>>>

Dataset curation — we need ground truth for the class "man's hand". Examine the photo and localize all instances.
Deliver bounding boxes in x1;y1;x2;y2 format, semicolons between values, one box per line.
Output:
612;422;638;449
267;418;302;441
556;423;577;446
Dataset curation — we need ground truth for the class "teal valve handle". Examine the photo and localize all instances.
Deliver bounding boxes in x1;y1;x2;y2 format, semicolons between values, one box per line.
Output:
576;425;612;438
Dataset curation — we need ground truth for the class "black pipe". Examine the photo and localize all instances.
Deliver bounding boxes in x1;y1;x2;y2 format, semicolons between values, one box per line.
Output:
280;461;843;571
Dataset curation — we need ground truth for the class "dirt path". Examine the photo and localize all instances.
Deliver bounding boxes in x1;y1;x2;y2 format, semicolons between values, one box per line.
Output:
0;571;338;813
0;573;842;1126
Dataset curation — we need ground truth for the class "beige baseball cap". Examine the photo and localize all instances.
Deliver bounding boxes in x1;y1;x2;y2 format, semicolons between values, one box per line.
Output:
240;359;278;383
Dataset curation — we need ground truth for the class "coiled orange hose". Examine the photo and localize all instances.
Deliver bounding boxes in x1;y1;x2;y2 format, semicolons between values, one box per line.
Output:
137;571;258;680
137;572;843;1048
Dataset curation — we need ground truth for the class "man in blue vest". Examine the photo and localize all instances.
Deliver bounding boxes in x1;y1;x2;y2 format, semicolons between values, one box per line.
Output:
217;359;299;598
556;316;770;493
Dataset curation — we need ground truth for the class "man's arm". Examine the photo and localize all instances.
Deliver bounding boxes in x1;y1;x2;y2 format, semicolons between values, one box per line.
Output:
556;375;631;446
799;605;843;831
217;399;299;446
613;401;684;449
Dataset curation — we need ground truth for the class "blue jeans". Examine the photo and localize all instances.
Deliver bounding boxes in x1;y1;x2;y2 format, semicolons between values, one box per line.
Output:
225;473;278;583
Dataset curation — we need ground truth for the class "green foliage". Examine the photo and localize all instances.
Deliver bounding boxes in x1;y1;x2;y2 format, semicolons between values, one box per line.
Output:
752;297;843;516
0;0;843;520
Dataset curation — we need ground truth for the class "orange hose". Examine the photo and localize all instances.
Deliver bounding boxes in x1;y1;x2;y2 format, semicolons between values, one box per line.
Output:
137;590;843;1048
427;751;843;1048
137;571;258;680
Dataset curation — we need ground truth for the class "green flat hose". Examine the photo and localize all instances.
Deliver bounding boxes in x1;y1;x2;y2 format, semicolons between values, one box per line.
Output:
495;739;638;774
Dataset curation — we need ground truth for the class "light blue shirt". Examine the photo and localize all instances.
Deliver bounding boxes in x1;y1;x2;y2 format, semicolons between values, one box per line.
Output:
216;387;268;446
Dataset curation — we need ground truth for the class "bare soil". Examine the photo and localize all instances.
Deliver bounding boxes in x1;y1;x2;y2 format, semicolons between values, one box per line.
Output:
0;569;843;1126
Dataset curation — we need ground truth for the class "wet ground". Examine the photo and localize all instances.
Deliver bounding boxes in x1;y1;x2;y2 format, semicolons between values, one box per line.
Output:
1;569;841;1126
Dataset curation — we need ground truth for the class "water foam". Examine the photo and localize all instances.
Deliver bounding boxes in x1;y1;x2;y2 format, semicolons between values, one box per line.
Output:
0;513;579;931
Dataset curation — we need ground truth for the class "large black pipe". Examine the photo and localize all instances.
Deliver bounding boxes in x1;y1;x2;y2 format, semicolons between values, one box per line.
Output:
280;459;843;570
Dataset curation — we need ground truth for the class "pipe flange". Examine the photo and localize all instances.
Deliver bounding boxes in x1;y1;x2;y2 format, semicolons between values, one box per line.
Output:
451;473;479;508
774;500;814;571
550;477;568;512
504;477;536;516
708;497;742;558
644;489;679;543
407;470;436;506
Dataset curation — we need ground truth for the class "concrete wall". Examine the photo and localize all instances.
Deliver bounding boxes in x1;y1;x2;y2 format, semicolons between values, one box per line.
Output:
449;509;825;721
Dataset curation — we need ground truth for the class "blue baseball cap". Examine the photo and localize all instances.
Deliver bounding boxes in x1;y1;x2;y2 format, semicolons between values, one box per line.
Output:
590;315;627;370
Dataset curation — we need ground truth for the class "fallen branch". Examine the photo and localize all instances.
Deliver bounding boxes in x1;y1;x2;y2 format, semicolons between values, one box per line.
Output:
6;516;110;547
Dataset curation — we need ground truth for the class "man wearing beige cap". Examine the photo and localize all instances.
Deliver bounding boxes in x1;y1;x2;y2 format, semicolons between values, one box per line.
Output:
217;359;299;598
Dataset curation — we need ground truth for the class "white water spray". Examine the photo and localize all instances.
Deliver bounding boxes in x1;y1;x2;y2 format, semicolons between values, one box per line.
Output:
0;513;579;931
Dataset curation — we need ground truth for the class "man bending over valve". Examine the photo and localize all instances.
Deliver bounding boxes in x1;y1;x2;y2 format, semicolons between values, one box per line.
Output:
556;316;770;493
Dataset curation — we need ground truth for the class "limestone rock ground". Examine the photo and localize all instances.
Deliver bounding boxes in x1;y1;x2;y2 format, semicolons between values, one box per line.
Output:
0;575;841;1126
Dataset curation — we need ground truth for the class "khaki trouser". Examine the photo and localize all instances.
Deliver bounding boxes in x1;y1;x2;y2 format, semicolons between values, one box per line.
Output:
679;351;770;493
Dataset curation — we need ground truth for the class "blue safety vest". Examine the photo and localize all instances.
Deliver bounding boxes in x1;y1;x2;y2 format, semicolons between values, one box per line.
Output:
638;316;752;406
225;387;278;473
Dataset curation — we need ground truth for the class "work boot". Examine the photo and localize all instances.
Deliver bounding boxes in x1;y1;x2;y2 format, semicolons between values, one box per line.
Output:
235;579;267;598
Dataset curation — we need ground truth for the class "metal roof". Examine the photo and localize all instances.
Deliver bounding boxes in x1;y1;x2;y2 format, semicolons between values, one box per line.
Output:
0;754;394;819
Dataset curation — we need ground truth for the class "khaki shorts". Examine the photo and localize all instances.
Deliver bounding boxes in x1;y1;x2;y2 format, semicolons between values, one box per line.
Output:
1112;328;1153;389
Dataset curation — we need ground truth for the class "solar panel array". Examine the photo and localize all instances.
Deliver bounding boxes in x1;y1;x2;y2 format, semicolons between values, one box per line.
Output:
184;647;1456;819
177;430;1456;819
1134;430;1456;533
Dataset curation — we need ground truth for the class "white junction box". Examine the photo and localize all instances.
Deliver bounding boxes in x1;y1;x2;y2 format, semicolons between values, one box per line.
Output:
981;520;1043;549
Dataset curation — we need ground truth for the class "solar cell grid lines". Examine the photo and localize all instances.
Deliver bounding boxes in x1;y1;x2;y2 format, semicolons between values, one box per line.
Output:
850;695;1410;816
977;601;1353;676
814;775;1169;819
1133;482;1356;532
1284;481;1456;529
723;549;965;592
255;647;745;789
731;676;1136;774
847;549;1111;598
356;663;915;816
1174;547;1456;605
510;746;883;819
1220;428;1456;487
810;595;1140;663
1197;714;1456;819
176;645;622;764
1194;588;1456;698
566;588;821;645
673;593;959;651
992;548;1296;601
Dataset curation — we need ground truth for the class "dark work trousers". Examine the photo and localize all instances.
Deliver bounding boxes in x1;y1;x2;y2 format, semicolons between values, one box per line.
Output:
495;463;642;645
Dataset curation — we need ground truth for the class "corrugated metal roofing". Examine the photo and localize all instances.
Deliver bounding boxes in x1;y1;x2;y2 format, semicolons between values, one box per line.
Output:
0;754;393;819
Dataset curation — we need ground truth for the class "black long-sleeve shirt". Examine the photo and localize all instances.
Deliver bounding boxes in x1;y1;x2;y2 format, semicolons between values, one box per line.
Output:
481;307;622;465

<<<

WHAT THIS TASK INVOLVES
Rewrite all of the data above as a numbered list, leaving out any blank lines.

SOLUTION TO THE EXERCISE
1. Dataset curation — we need ground truth for the class "man's hand". Examine the photo and localize all instances.
2. Deliver bounding boxes in x1;y1;x2;y2 format, semicolons between values, one box per line.
3. Output:
4. 612;422;638;449
5. 267;418;302;441
6. 556;423;577;446
7. Dataset curation — we need ground truth for the class "teal valve handle". Examine the photo and localize all instances.
8. Deliver bounding boxes in x1;y1;x2;y2 format, semicolons between values, one box per line.
9. Output:
10. 576;425;612;438
11. Dataset curation — we need ground truth for the class "black pipe". Examine the photo and localize all instances.
12. Deliver bounding boxes in x1;y1;x2;y2 format, semicolons between values, one box per line.
13. Output:
14. 280;461;843;571
15. Dataset curation — we need ground truth for the class "dirt path". Examine the photo and localize all instances.
16. Deliver bounding boxes in x1;y1;x2;y2 format, semicolons between values, one box per line.
17. Output:
18. 0;571;338;813
19. 0;573;842;1126
20. Dataset curation — we need ground truth for the class "beige baseball cap". Examine the photo and localize all instances.
21. Deliver bounding boxes in x1;y1;x2;y2 format, semicolons between values, one box per line.
22. Output:
23. 240;359;278;383
24. Dataset curation — we need ground truth for the class "coiled orange hose". Examine the photo and localize all instances.
25. Deliver bounding boxes in x1;y1;x2;y2 format, semicolons between values, one box per line.
26. Output:
27. 137;571;258;680
28. 137;572;843;1048
29. Dataset curation — we need ground truth for the class "man in blue vest". Examine the photo and localize all instances.
30. Deliver bounding boxes in x1;y1;x2;y2 format, semicolons between values, one box per line.
31. Output:
32. 217;359;299;598
33. 556;316;770;493
34. Dataset curation — we need ground truth for the class "man's arm". Examine the photo and localize all instances.
35. Deliver bounding boxes in x1;y1;x2;y2 format, semicolons between values, one box per line.
36. Output:
37. 556;375;631;446
38. 799;605;843;831
39. 217;399;299;446
40. 613;401;684;449
41. Dataset curation — we need ground truth for the class "blue jeans". Examine the photo and localize all instances.
42. Deliver bounding boxes in x1;y1;x2;y2 format, semicolons between values, one box per line.
43. Output:
44. 225;473;278;583
45. Dataset curation — we need ground truth for the class "green foliage". Examine the photo and localize all instances.
46. Deliver bounding boxes in x1;y1;x2;y2 format, semicolons between values, one box per line.
47. Output:
48. 752;297;843;516
49. 0;0;843;520
50. Dataset curation — we need ground truth for the class "orange hose". Examine the photo and localize all instances.
51. Deliver bounding boxes in x1;y1;x2;y2 format, semicolons between values, one box per line.
52. Output:
53. 137;590;843;1048
54. 427;751;843;1048
55. 137;571;258;680
56. Dataset curation — we need ground truth for the class "green flat hose". Examine the photo and localize all instances.
57. Deliver bounding boxes in x1;y1;x2;y2 format, semicolons between values, one box per line.
58. Output:
59. 495;739;638;774
60. Dataset curation — we need ground truth for the class "light blue shirt". Examine the photo and localize all instances.
61. Deliver bounding boxes in x1;y1;x2;y2 format, semicolons between values, one box per line.
62. Output:
63. 216;387;268;446
64. Dataset curation — we need ground truth for the class "bare soil". Examine the photo and localize all instances.
65. Deliver bounding boxes in x1;y1;x2;y2 format, semicolons between values, one box per line.
66. Output:
67. 0;569;843;1126
68. Dataset curation — we need ground truth for the class "wet ground". Examine the photo and localize all instances.
69. Deliver bounding boxes in x1;y1;x2;y2 format, semicolons between values, one box per line.
70. Output:
71. 1;569;841;1126
72. Dataset curation — we need ground truth for the class "water foam". Examine the photo and localize all instances.
73. Deliver bounding boxes in x1;y1;x2;y2 format, semicolons between values, one box per line.
74. Output:
75. 0;513;579;931
76. Dataset curation — we need ground truth for the class "large black pipe". Examine the photo and localize all instances.
77. Deliver bounding boxes in x1;y1;x2;y2 format, semicolons between values, one box per line.
78. Output:
79. 280;459;843;570
80. Dataset curation — we need ground truth for the class "pipe flange". Examine the photo and localize all instances.
81. Deliver bounding boxes in x1;y1;x2;y2 format, semicolons between values, one box per line.
82. Output:
83. 451;473;479;508
84. 774;500;814;571
85. 550;477;568;512
86. 504;477;536;516
87. 708;497;742;558
88. 644;489;679;543
89. 407;470;436;506
90. Dataset curation — we need ground truth for the class "concrete wall". Examine the photo and localize all instances.
91. Deliver bounding boxes in x1;y1;x2;y2 format, semicolons between values, one box per line.
92. Output:
93. 449;509;825;721
94. Dataset curation — we need ground truth for the class "blue baseball cap". Examine the photo and localize all instances.
95. Deliver bounding boxes in x1;y1;x2;y2 format, semicolons between values, one box per line.
96. Output:
97. 590;315;627;370
98. Dataset curation — we need ground truth for the class "fallen branch". Examine the photo and localize all instances.
99. Deliver bounding boxes in x1;y1;x2;y2 format, semicolons between values, one box per line.
100. Output:
101. 6;516;110;547
102. Dataset curation — we need ground truth for the class "man wearing beige cap". Examine the photo and localize all instances.
103. Deliver bounding boxes in x1;y1;x2;y2 format, semicolons between values, one box per line.
104. Output:
105. 217;359;299;598
106. Dataset curation — we need ground truth for the class "white water spray". Examine the photo and localize all instances.
107. Deliver bounding boxes in x1;y1;x2;y2 format, semicolons between values, one box per line.
108. Output:
109. 0;513;579;931
110. Dataset curation — we need ground truth for the class "man bending over valve". Examine the photo and localize all instances.
111. Deliver bounding boxes in x1;y1;x2;y2 format, semicolons between values, one box per line.
112. Output:
113. 556;316;770;493
114. Dataset curation — we need ground truth for the class "limestone rock ground". Examine the photo and localize all instances.
115. Deliver bounding boxes in x1;y1;x2;y2 format, semicolons between values, one box per line.
116. Output:
117. 0;575;841;1126
118. Dataset curation — we need ground truth for the class "khaki trouser". Examine the photo and localize all instances.
119. Deliver bounding boxes in x1;y1;x2;y2 format, semicolons between values, one box per line.
120. Output:
121. 679;351;770;493
122. Dataset curation — we need ground truth for the class "blue safety vest". Examine the photo and localize all instances.
123. Deliver bounding boxes in x1;y1;x2;y2 format, semicolons between values, one box per line.
124. Output:
125. 638;316;752;406
126. 225;387;278;473
127. Dataset curation — we need ground truth for the class "work boot". Examine the photo and localize all instances.
128. Deliver bounding boxes in x1;y1;x2;y2 format, semicolons between values, one box per line.
129. Output:
130. 235;579;267;598
131. Dataset curation — we need ground truth for the class "metal roof". Examine the photo and localize all instances.
132. Deliver bounding boxes in x1;y1;x2;y2 format, semicolons between values, one box per line.
133. Output:
134. 0;754;394;819
135. Dataset curation — we need ground truth for the class "khaki shorts". Examine the photo and localize all instances.
136. Deliver bounding boxes in x1;y1;x2;y2 format, semicolons between values, one box per line.
137. Output:
138. 1112;328;1153;389
139. Dataset curation — we need ground truth for the class "solar panel array". Examine the photo and localize all instances.
140. Deliver bounding boxes in x1;y1;x2;y2 format, semicolons between values, one box per line.
141. Output:
142. 184;647;1456;819
143. 177;430;1456;819
144. 1134;430;1456;533
145. Dataset curation — we need ground truth for the class "white junction box". Examine the photo and localize all instances.
146. Deliver bounding boxes in x1;y1;x2;y2 format, semicolons between values, one box per line.
147. Output:
148. 981;520;1043;549
149. Dataset curation — we need ground truth for the class "solar cell grid lines". Examine the photo and localize all instances.
150. Deliver bounding boxes in x1;y1;x2;y2 format, semicolons between values, one box per line.
151. Output:
152. 850;695;1410;816
153. 977;601;1353;676
154. 814;775;1169;819
155. 1133;482;1356;532
156. 1284;481;1456;529
157. 723;549;965;592
158. 255;647;745;789
159. 731;676;1136;774
160. 847;549;1111;598
161. 356;663;915;816
162. 1174;547;1456;605
163. 510;746;883;819
164. 1220;428;1456;487
165. 810;595;1140;663
166. 1197;714;1456;819
167. 176;645;622;764
168. 1194;588;1456;698
169. 566;588;821;645
170. 673;593;959;651
171. 992;548;1296;601
172. Dataset curation — we need ground truth for the class "dark work trousers". Examine the photo and localize all instances.
173. Deliver bounding boxes in x1;y1;x2;y2 format, semicolons between values, one box per line.
174. Output:
175. 495;463;642;645
176. Dataset curation — we need ground truth for the class "corrugated metal roofing". Examine the photo and localize all instances.
177. Deliver bounding boxes in x1;y1;x2;y2 format, semicolons between values, one box per line.
178. Output:
179. 0;754;393;819
180. Dataset curation — we need ground truth for the class "black long-sleeve shirt". Examine the photo and localize all instances.
181. Deliver bounding boxes in x1;y1;x2;y2 format, semicolons between values, one box per line.
182. Output:
183. 481;307;622;465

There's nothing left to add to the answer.